→ Task description
From the entries, copy every line that carries the string "horse".

Input records section start

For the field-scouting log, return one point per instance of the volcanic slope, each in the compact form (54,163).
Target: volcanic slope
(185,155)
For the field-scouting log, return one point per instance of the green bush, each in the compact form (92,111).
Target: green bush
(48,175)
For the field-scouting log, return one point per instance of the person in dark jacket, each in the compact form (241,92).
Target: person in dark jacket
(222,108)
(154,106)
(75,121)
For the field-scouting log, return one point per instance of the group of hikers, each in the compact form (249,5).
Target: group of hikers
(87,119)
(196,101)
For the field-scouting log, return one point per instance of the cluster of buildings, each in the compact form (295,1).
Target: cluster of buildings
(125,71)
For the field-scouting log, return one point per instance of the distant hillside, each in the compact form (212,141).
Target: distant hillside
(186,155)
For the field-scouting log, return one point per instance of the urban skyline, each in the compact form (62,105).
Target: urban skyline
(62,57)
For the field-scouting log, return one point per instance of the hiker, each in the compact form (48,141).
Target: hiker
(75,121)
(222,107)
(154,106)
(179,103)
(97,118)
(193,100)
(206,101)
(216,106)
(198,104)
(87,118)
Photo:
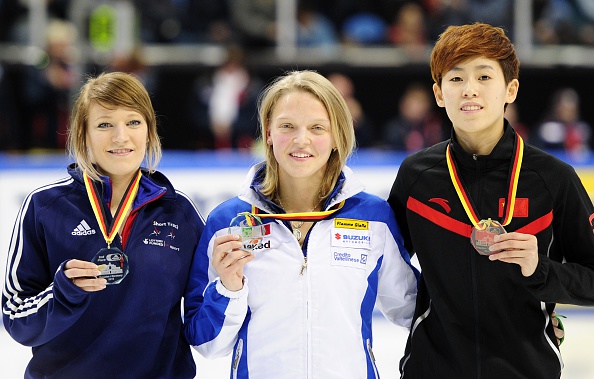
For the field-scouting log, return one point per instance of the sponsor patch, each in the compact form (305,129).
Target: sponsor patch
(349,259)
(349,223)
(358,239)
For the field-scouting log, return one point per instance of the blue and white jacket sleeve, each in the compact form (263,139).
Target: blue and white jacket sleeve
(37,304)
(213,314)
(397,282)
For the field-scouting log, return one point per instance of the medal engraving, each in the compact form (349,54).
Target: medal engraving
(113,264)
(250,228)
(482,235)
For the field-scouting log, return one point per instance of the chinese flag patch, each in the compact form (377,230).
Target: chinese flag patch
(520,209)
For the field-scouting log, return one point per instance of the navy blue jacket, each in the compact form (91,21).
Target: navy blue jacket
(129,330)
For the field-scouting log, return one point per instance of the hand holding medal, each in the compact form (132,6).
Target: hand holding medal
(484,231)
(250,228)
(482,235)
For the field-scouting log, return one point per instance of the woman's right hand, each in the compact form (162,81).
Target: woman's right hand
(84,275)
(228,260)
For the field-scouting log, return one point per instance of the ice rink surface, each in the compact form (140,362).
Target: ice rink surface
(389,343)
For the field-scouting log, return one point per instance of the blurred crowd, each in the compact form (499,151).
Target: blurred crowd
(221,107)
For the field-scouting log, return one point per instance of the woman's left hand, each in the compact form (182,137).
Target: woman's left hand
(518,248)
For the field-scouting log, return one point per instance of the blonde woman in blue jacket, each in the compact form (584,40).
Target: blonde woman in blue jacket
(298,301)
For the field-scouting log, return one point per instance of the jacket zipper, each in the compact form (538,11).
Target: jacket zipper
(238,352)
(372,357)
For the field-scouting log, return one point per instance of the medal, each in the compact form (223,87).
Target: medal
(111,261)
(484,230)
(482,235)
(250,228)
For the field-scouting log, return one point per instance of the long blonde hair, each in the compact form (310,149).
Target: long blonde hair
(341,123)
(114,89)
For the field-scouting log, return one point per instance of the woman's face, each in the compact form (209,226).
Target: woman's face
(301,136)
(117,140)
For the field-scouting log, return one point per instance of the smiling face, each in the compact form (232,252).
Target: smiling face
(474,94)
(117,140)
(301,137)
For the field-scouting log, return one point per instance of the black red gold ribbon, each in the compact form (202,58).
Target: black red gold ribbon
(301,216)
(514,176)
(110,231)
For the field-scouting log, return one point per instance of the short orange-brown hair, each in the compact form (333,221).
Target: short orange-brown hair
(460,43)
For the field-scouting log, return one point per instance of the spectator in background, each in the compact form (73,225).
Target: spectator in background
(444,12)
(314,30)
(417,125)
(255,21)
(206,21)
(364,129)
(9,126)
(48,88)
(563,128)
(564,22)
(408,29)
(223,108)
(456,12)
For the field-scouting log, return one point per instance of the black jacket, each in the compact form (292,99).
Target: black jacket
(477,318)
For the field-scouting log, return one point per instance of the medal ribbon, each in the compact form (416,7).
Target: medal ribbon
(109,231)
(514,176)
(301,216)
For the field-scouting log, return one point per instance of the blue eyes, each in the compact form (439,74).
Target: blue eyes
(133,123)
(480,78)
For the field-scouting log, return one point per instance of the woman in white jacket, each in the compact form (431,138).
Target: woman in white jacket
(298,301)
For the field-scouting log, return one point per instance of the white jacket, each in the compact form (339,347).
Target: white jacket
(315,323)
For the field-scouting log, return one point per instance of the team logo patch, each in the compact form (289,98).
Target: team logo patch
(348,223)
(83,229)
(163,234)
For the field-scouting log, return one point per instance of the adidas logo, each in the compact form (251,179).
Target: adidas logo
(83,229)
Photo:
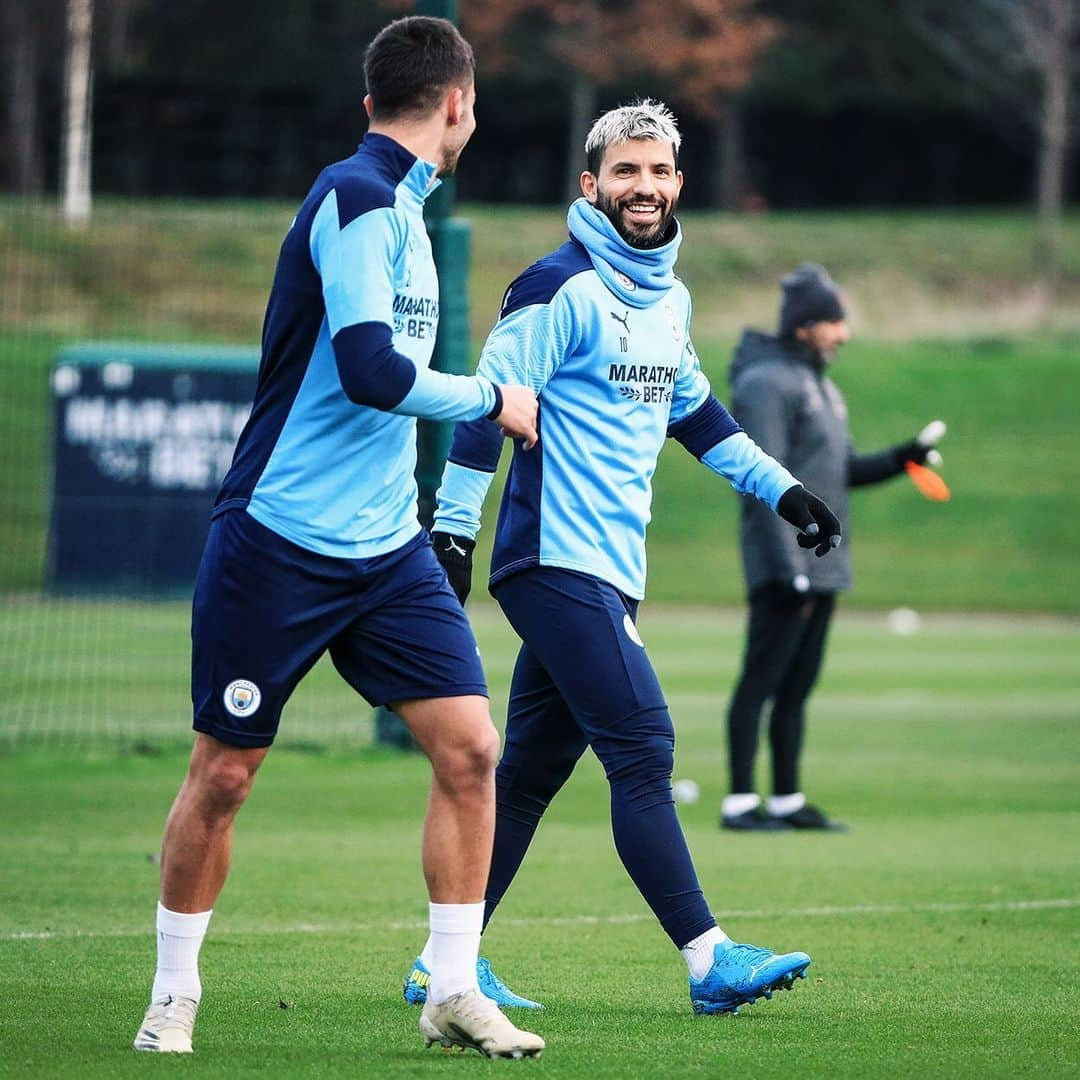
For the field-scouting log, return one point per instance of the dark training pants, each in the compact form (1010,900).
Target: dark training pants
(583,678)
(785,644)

Input records section end
Input records section start

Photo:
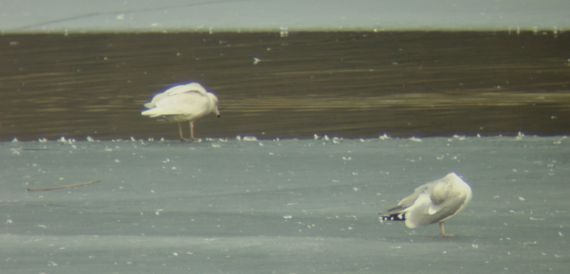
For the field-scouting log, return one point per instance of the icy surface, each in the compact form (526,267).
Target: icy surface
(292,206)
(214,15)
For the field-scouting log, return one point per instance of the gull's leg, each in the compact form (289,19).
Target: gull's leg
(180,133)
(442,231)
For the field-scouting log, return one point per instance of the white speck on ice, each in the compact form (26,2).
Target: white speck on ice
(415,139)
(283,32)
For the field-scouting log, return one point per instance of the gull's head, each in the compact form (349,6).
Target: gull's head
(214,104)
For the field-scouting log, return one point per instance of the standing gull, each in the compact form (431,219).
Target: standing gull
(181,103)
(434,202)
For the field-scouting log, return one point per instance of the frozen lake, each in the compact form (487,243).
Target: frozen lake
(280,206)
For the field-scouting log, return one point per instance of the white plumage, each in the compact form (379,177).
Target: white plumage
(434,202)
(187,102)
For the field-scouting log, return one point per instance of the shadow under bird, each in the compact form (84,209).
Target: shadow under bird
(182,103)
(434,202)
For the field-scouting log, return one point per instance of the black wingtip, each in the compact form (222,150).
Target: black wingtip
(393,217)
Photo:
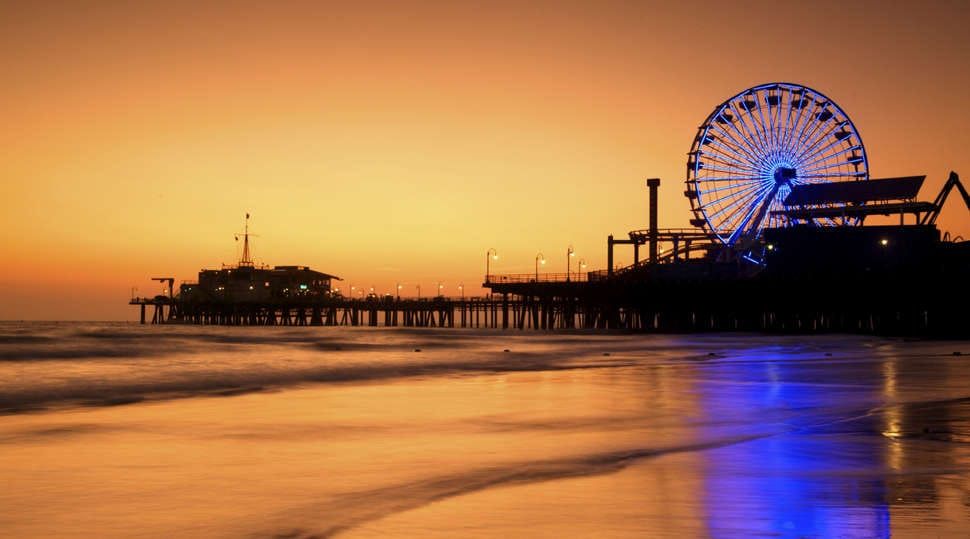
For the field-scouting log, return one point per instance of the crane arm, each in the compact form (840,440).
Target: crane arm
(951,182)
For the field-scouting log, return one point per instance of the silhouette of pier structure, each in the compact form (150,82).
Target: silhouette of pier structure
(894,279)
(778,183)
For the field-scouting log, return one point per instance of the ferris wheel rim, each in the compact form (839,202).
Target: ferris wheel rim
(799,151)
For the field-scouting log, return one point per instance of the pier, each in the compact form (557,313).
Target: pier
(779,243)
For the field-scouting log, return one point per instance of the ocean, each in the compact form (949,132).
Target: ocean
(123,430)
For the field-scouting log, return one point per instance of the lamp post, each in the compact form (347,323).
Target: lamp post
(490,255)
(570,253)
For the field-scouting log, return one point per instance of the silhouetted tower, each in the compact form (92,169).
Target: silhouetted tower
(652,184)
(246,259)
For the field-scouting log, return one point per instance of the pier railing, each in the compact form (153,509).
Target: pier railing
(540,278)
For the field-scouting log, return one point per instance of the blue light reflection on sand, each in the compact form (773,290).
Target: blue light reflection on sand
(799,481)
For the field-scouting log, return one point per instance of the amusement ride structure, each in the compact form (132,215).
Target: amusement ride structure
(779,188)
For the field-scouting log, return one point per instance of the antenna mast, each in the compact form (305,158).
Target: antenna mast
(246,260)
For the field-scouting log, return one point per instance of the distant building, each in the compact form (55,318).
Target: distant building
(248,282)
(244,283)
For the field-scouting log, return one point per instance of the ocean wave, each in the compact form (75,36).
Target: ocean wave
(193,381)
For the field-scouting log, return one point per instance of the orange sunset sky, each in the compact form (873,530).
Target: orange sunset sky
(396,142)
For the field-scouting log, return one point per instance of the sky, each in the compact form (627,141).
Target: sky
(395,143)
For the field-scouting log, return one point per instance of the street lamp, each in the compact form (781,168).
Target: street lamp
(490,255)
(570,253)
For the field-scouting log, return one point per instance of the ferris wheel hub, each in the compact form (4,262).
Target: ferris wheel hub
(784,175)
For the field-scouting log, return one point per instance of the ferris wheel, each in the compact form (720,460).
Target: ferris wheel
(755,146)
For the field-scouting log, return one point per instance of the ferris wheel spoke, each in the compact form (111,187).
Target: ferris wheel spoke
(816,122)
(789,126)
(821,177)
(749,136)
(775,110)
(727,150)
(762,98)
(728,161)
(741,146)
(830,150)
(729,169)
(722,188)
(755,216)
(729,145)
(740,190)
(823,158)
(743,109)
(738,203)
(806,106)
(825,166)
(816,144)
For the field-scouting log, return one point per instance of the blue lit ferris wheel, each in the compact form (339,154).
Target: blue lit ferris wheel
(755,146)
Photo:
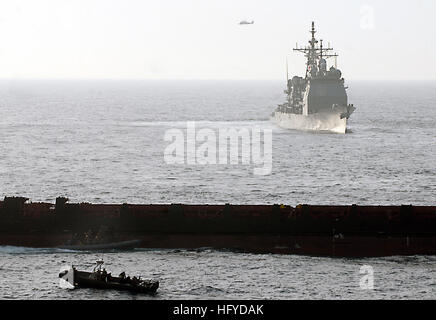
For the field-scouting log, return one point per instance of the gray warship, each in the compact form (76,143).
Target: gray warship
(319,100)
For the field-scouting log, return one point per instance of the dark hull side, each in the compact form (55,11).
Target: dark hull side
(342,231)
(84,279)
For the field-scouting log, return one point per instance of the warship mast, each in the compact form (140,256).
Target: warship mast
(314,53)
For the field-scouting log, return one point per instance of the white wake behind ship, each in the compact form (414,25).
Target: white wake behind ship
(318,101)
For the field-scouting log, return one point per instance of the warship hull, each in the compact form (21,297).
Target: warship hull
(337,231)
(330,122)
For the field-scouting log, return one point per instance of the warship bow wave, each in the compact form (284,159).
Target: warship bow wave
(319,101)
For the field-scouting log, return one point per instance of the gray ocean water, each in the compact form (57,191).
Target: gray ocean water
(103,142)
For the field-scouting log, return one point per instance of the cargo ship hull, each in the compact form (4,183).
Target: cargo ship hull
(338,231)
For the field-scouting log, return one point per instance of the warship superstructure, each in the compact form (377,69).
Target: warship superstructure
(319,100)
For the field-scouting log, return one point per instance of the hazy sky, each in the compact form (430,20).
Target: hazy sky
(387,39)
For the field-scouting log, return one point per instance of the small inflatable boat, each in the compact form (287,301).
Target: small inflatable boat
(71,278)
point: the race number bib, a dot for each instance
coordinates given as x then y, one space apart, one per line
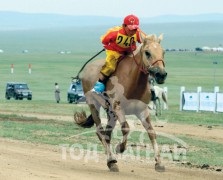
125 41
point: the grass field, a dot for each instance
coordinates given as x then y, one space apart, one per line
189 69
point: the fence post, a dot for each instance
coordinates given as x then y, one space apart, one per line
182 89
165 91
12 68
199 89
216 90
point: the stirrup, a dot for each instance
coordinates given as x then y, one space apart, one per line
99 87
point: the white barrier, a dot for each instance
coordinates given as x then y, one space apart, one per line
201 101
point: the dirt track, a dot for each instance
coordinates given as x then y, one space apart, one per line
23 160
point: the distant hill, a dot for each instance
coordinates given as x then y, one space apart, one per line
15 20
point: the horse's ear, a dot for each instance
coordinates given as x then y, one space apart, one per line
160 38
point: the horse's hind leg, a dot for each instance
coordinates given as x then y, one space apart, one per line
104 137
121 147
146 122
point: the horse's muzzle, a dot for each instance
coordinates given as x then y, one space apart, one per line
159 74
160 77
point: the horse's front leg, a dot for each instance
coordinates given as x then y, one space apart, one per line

Input records section end

→ Reply to the exercise
point: the horse's ear, a dot for each instance
point: the horse's hind leg, a dot for each instance
point: the horse's muzzle, a dot for each instance
point: the horse's front leg, a dot for each instance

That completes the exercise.